WHAT IS BEING ASKED:
Find every line in the material below that contains the string "grassy" and copy each such line. Uppercase and lowercase letters count as different.

ROWS:
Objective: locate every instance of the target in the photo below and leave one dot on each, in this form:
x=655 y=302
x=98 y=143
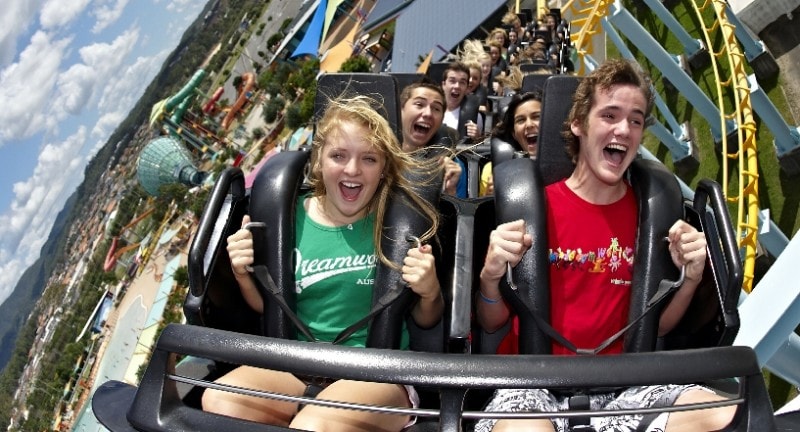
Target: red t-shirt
x=591 y=268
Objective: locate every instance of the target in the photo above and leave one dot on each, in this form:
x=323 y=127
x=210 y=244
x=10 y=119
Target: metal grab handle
x=249 y=226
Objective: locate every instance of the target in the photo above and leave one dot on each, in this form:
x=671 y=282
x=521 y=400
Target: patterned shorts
x=540 y=400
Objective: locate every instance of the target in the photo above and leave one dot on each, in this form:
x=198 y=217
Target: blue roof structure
x=309 y=45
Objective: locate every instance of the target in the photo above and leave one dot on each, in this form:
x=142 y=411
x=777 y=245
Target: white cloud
x=28 y=83
x=16 y=16
x=180 y=6
x=37 y=202
x=57 y=13
x=107 y=14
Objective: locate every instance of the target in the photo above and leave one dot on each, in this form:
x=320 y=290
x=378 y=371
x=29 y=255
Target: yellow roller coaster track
x=587 y=15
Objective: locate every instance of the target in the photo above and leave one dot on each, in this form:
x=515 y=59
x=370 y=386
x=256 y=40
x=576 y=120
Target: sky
x=70 y=71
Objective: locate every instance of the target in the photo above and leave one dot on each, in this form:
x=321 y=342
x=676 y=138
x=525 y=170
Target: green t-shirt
x=334 y=274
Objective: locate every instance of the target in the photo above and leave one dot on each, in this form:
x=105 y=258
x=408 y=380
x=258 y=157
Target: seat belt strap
x=665 y=288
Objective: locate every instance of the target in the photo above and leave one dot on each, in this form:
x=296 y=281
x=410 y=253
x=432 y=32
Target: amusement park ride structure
x=768 y=313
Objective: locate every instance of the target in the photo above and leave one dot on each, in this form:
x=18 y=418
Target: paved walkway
x=782 y=39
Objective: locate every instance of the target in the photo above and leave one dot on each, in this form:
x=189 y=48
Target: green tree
x=258 y=133
x=272 y=108
x=274 y=39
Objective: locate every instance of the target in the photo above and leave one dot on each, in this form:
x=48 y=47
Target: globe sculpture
x=164 y=160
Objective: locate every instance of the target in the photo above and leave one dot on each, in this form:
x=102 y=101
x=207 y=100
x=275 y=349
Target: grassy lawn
x=775 y=189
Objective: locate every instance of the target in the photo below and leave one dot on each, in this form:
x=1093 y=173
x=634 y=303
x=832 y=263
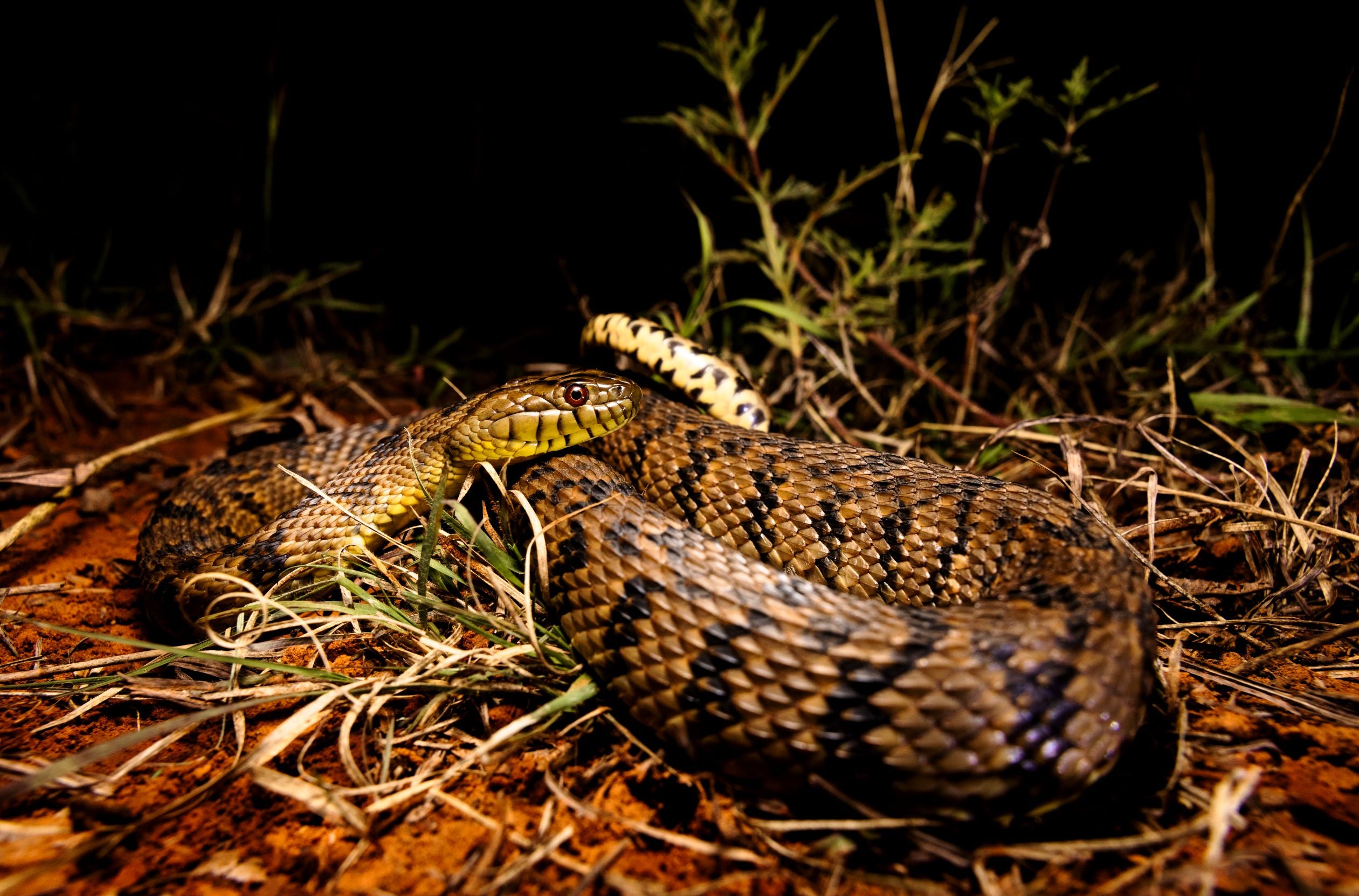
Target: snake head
x=536 y=414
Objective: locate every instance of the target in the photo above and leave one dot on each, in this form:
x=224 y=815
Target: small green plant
x=821 y=283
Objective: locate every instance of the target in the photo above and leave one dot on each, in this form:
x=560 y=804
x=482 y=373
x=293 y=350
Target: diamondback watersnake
x=918 y=636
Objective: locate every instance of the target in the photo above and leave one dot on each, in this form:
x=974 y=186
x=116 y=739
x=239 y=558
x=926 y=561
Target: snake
x=791 y=614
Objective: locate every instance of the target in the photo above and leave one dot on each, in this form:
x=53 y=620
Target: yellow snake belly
x=919 y=637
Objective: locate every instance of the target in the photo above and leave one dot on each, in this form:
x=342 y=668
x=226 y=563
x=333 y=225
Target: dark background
x=475 y=162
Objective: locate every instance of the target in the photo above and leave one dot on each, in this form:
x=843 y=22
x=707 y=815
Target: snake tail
x=710 y=380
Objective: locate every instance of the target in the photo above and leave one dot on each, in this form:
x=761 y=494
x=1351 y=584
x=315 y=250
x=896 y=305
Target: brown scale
x=774 y=678
x=1005 y=667
x=245 y=519
x=1078 y=665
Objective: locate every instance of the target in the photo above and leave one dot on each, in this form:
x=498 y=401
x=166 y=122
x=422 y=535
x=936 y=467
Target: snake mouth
x=528 y=434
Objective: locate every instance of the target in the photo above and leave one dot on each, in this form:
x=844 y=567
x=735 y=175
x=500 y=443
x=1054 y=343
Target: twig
x=41 y=513
x=1298 y=647
x=891 y=351
x=1267 y=276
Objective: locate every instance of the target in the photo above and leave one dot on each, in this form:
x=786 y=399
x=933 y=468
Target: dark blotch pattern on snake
x=920 y=637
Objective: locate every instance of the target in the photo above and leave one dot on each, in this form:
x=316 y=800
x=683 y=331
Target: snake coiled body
x=919 y=637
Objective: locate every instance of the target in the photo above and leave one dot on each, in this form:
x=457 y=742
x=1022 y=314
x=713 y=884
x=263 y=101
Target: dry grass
x=1221 y=455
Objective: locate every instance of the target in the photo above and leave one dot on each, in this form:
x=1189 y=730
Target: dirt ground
x=503 y=827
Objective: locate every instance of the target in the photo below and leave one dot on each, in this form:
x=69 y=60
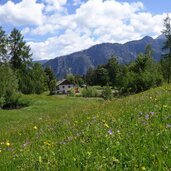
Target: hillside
x=79 y=62
x=67 y=133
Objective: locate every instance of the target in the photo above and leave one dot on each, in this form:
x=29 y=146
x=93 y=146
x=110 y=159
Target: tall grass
x=66 y=133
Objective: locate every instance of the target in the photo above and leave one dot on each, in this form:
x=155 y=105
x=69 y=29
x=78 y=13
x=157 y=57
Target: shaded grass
x=65 y=133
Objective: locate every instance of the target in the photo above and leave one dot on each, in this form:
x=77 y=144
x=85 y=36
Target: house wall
x=65 y=88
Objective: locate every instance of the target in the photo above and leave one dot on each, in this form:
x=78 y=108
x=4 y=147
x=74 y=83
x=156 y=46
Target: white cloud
x=62 y=45
x=27 y=12
x=94 y=21
x=55 y=5
x=77 y=2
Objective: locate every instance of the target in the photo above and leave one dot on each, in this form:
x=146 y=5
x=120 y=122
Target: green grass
x=67 y=133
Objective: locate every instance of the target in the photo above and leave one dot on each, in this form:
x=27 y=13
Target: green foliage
x=68 y=133
x=8 y=82
x=166 y=61
x=70 y=78
x=3 y=46
x=2 y=102
x=89 y=92
x=50 y=80
x=38 y=78
x=107 y=93
x=113 y=68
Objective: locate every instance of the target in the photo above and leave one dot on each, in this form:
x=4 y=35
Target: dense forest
x=18 y=74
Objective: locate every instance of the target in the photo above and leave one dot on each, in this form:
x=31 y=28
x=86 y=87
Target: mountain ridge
x=79 y=62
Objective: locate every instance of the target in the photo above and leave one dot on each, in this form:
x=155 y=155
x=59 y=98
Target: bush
x=2 y=102
x=107 y=93
x=89 y=92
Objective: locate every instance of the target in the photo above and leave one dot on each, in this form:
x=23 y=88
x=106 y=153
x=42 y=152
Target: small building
x=64 y=86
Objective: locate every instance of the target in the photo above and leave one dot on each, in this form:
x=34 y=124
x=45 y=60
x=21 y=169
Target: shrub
x=2 y=102
x=107 y=93
x=89 y=92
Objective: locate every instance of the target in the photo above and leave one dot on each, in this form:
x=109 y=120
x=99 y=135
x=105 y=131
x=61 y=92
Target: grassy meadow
x=74 y=133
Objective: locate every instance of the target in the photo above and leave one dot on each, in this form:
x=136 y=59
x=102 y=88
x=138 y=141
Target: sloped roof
x=63 y=82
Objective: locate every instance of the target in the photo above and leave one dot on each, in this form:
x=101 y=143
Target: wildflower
x=168 y=126
x=118 y=131
x=7 y=144
x=140 y=114
x=143 y=168
x=106 y=125
x=147 y=116
x=110 y=132
x=35 y=127
x=164 y=106
x=152 y=113
x=40 y=159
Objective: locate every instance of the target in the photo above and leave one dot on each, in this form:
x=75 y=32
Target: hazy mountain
x=41 y=61
x=79 y=62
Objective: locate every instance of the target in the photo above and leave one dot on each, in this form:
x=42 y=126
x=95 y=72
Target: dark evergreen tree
x=19 y=51
x=166 y=62
x=113 y=69
x=3 y=46
x=102 y=77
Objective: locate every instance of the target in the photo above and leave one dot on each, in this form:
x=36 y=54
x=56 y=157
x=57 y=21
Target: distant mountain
x=41 y=61
x=79 y=62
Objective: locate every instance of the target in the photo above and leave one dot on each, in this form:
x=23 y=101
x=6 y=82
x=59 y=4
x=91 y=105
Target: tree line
x=18 y=74
x=139 y=75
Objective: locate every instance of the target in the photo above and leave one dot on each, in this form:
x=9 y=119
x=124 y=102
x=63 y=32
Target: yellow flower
x=35 y=127
x=7 y=144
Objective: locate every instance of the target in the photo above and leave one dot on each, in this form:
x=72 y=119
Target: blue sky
x=58 y=27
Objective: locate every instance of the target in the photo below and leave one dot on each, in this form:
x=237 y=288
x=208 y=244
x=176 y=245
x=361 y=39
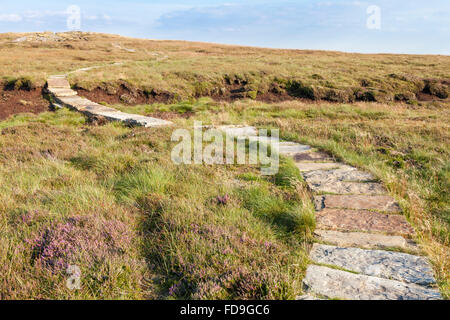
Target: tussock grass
x=190 y=69
x=109 y=200
x=406 y=147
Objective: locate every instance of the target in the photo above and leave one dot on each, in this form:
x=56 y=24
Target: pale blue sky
x=413 y=26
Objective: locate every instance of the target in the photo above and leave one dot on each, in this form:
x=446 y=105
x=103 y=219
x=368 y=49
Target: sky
x=374 y=26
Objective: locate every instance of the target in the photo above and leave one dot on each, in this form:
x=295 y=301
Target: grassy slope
x=407 y=148
x=119 y=185
x=109 y=200
x=188 y=69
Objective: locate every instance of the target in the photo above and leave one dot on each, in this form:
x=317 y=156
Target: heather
x=108 y=199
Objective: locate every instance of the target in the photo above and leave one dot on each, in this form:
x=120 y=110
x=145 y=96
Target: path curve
x=63 y=95
x=363 y=248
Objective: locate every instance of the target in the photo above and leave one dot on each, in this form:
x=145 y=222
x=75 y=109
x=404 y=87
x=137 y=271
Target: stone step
x=378 y=263
x=58 y=82
x=340 y=187
x=62 y=92
x=365 y=240
x=362 y=220
x=75 y=102
x=239 y=131
x=291 y=148
x=307 y=297
x=312 y=157
x=133 y=119
x=330 y=176
x=358 y=202
x=314 y=166
x=333 y=284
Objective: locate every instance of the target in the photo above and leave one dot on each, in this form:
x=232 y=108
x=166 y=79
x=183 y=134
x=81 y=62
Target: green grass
x=406 y=147
x=190 y=69
x=109 y=200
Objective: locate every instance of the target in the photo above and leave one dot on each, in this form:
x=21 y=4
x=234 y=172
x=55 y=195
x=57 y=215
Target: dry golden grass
x=190 y=69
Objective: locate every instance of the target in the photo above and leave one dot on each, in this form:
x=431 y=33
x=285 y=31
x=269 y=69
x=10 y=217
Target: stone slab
x=365 y=240
x=96 y=109
x=58 y=83
x=239 y=131
x=307 y=297
x=362 y=220
x=340 y=187
x=306 y=166
x=312 y=157
x=75 y=102
x=358 y=202
x=63 y=92
x=329 y=176
x=378 y=263
x=333 y=283
x=291 y=148
x=134 y=119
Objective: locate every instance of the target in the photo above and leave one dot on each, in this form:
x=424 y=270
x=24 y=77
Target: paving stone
x=378 y=263
x=133 y=119
x=307 y=297
x=365 y=240
x=359 y=202
x=239 y=131
x=291 y=148
x=362 y=220
x=312 y=157
x=63 y=92
x=340 y=187
x=327 y=176
x=58 y=83
x=96 y=109
x=263 y=139
x=333 y=283
x=60 y=88
x=75 y=102
x=307 y=166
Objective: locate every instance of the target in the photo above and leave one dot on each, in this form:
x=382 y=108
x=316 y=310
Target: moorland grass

SOLUTION TO THE EXERCISE:
Target: grassy lawn
Target: grassy meadow
Target: grassy slope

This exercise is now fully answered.